====== Data extract ======

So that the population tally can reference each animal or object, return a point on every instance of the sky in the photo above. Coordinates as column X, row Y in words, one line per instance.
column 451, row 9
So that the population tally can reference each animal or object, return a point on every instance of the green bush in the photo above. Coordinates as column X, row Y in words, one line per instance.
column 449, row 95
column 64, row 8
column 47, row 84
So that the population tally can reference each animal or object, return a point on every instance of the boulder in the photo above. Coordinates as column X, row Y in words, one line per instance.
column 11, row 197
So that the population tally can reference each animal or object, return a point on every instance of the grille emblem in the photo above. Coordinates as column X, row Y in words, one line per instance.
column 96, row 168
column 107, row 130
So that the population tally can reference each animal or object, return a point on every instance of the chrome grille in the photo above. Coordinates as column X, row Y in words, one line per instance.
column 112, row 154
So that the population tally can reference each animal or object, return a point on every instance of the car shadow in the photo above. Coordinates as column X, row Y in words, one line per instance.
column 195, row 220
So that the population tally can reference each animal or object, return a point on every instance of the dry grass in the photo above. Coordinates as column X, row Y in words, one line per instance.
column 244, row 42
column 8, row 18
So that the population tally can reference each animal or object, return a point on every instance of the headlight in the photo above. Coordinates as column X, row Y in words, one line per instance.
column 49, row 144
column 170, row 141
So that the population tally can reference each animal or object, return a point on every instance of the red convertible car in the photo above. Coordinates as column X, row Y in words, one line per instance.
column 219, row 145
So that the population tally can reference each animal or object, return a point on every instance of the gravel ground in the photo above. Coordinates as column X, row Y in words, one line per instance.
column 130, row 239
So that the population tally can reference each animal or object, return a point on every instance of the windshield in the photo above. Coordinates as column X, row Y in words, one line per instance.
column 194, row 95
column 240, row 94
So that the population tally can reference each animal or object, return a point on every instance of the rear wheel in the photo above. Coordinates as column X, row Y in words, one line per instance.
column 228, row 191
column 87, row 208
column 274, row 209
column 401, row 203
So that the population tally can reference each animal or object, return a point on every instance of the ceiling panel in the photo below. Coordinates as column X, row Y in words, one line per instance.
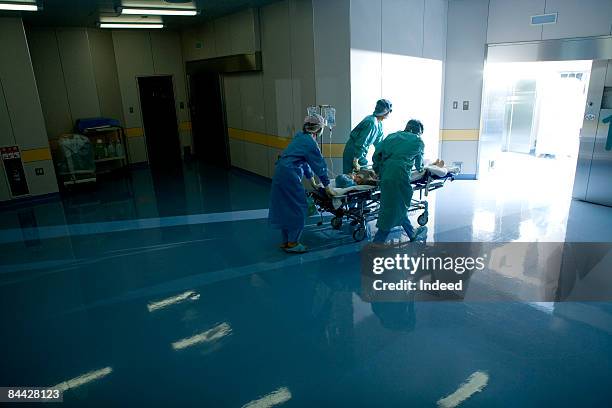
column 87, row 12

======

#### Brief
Exactly the lines from the one containing "the red convertible" through the last line of the data above should be output, both ends included, with every picture left out.

#### Worked solution
So that the population tally can reference each animal or object, return a point on every instance of the red convertible car in the photo above. Coordinates as column X, row Y in words, one line per instance.
column 219, row 145
So that the population tally can reference each animal or object, return a point on every instance of the gravel ground in the photo above. Coordinates as column X, row Y in words, one line per instance.
column 130, row 239
So that the population tally can reference each animal or object, return a point on every instance of the windshield in the photo above. Coordinates as column X, row Y in words, one line per instance.
column 194, row 95
column 240, row 94
So that the population tally can reference each animal or object, return a point on every instance of the rear wheel in the photo above. Coordinates as column X, row Y in words, one line per instance.
column 228, row 191
column 87, row 208
column 274, row 209
column 401, row 203
So that the population tally can reference each animal or object, return a point on every instance of the ceiling panel in the photo below. Coordinates as column X, row Y in words, one line per instance.
column 87, row 12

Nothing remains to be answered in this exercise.